Aufgaben
a) Erläutern Sie mithilfe des Textauszugs zum Campact-Aufruf, weshalb der Aufruf nur schweren Herzens unterstützt wurde.
b) Beantworten Sie zum Textauszug über den Campact-Aufruf:
(i) An wen sollten sich die Campact-Aktivisten mit E-Mails wenden?
(ii) Was hat laut Text nicht allein zu diesem Schritt veranlasst?
(iii) An welchem Datum ging der Rede und der Demonstration das Schreiben an Angela Merkel voraus?

Textauszug
══════════════════════════════

Viele Campact-Aktivisten sind unserem Aufruf im letzten Newsletter gefolgt, sich mit E-Mails an den Ver.di- Vorsitzenden Frank Bsirske zu wenden und haben inzwischen eine Antwort von Ver.di erhalten, zu der ich im folgenden Text Stellung nehmen möchte. Ich habe mich schweren Herzens für den Aufruf ausgesprochen. Schweren Herzens, weil ich selber überzeugtes Gewerkschaftsmitglied bin und […]

Viele Campact-Aktivisten sind unserem Aufruf im letzten Newsletter gefolgt, sich mit E-Mails an den Ver.di- Vorsitzenden Frank Bsirske zu wenden und haben inzwischen eine Antwort von Ver.di erhalten, zu der ich im folgenden Text Stellung nehmen möchte.

Ich habe mich schweren Herzens für den Aufruf ausgesprochen. Schweren Herzens, weil ich selber überzeugtes Gewerkschaftsmitglied bin und starke Gewerkschaften für die Durchsetzung einer progressiven, sozialen und zukunftsfähigen Politik für unersetzbar halte.

Aber es sind nicht einige unglückliche Passagen einer missglückten Rede, die uns allein zu diesem Schritt veranlasst haben. Der Rede und der Demonstration ist am 11.12.2006 ein auch von Frank Bsirske unterzeichnetes Schreiben an Bundeskanzlerin Angela Merkel vorausgegangen, das nicht anders gewertet werden kann als eine gezielte Obstruktion sinnvoller Klimapolitik.
(Schreiben an Merkel als pdf).

══════════════════════════════

Datensätze aus einer Datensammlung
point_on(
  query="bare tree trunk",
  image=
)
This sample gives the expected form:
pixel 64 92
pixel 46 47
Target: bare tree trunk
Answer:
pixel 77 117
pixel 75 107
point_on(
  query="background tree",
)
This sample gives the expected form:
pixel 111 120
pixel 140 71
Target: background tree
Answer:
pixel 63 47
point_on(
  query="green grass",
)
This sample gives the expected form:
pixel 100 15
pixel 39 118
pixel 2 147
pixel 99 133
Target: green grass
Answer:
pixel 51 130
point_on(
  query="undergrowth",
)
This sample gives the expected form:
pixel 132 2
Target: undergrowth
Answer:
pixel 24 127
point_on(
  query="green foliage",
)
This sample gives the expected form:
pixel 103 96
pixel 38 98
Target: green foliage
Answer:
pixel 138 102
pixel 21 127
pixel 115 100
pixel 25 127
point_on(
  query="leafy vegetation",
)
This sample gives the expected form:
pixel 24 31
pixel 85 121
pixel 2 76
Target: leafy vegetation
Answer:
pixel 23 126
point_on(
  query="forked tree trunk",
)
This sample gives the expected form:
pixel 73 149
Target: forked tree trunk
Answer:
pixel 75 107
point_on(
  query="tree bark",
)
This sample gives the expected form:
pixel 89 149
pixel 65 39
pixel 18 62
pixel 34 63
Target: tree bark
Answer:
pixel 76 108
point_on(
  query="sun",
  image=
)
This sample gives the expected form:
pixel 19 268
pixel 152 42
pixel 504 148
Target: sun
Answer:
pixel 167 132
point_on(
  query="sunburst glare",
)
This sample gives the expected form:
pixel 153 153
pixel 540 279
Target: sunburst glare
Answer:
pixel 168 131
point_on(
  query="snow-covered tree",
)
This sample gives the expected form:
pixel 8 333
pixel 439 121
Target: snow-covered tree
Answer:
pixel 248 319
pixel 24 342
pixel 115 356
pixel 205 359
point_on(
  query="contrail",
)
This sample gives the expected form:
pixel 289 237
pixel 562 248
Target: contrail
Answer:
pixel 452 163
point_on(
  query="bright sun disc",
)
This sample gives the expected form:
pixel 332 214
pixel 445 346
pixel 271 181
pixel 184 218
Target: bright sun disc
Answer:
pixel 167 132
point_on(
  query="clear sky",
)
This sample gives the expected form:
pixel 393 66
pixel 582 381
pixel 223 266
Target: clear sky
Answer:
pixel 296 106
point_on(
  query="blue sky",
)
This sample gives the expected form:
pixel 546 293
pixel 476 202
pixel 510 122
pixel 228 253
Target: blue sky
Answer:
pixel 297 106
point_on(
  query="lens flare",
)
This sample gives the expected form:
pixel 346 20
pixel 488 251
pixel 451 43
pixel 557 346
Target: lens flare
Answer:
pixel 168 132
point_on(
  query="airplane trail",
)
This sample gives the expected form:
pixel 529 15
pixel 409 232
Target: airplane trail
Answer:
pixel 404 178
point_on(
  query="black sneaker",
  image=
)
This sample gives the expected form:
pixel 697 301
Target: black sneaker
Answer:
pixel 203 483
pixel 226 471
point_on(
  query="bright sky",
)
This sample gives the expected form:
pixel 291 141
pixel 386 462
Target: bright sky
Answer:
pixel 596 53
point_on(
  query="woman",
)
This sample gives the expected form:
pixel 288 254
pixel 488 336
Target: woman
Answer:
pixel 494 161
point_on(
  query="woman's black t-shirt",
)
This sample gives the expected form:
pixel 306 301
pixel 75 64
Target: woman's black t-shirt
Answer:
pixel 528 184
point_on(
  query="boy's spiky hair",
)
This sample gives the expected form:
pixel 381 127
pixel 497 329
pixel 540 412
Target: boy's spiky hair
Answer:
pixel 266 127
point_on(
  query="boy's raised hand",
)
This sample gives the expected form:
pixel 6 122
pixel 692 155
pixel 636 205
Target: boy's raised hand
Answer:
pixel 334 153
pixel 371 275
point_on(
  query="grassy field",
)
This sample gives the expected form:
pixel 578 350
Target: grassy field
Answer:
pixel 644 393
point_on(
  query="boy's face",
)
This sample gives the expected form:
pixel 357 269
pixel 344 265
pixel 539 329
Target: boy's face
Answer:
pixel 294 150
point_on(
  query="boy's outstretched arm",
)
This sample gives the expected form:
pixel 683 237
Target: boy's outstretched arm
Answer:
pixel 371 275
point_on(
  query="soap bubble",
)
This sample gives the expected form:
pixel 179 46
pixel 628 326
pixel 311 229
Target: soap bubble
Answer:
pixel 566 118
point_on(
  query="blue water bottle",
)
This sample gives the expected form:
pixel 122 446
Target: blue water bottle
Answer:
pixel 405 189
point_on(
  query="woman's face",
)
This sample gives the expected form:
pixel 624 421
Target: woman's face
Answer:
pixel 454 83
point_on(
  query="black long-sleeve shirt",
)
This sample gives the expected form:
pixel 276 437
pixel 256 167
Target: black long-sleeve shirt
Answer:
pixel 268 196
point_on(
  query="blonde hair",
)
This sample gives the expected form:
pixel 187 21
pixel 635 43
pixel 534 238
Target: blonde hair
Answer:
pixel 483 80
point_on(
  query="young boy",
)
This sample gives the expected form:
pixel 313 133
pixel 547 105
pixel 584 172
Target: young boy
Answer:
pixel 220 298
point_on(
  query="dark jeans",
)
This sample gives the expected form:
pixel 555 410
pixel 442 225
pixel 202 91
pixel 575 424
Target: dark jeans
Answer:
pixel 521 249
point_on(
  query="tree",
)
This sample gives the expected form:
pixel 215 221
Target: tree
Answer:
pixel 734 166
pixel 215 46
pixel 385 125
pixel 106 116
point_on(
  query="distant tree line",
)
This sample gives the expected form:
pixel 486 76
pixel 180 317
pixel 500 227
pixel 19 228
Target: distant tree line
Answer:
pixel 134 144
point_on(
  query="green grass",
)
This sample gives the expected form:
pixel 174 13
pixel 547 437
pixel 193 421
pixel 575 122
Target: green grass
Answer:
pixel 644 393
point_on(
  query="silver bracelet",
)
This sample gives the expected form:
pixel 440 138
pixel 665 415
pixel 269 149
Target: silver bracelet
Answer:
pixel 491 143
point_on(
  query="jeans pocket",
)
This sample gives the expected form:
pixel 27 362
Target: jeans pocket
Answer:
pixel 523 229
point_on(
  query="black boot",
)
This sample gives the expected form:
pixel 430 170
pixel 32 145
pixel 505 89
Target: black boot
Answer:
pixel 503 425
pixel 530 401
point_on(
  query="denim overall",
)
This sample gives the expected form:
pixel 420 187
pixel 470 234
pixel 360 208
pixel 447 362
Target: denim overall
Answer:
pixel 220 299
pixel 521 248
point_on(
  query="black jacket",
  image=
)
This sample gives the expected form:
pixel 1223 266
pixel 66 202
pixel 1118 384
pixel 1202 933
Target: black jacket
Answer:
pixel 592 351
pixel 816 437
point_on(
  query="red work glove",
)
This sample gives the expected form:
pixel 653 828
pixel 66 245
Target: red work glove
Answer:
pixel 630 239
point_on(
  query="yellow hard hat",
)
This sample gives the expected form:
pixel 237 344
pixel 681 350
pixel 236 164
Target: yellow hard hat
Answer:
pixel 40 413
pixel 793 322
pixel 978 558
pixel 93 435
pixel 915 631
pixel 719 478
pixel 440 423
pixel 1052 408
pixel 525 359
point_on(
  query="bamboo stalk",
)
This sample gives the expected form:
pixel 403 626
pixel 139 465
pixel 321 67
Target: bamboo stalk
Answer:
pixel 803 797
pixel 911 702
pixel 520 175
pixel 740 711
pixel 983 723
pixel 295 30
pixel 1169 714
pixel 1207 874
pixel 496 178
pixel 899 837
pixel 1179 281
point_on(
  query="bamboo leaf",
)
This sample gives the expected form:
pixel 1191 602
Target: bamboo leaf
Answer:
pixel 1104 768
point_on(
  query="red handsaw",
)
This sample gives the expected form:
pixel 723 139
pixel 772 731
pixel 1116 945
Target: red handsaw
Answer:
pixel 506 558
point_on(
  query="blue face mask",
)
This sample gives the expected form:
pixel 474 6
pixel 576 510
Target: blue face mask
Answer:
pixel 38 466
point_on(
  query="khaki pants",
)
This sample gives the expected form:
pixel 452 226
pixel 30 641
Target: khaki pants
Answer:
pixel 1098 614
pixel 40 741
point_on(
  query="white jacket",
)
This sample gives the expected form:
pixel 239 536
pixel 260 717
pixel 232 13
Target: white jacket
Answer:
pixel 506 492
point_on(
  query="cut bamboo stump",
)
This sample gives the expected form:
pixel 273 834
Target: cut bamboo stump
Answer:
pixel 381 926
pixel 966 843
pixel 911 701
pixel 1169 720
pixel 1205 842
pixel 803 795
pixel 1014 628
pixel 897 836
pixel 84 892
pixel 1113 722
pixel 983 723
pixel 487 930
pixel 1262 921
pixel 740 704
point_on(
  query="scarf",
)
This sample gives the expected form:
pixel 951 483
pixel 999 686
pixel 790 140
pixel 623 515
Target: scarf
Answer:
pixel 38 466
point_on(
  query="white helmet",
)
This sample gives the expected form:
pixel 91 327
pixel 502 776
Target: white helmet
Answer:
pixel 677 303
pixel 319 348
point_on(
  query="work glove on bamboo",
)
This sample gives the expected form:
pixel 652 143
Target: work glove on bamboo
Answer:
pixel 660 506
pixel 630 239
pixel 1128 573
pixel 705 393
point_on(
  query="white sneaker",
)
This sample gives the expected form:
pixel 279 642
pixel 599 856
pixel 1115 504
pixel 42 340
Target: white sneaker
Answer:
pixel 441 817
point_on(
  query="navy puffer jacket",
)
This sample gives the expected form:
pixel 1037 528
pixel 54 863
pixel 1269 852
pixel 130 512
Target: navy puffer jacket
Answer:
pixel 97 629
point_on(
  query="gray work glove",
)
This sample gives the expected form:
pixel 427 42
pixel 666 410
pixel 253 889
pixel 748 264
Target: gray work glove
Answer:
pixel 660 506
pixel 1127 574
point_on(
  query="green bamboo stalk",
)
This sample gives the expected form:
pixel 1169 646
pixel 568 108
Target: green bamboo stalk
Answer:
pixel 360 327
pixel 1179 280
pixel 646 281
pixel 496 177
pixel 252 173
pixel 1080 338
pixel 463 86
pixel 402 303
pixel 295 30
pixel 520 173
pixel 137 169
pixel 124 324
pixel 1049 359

══════════════════════════════

Lösungen
a) Die schreibende Person ist selbst überzeugtes Gewerkschaftsmitglied. Sie hält starke Gewerkschaften für unersetzbar, um eine progressive, soziale und zukunftsfähige Politik durchzusetzen.

b)
(i) An den Ver.di-Vorsitzenden Frank Bsirske.
(ii) Einige unglückliche Passagen einer missglückten Rede.
(iii) Am 11.12.2006.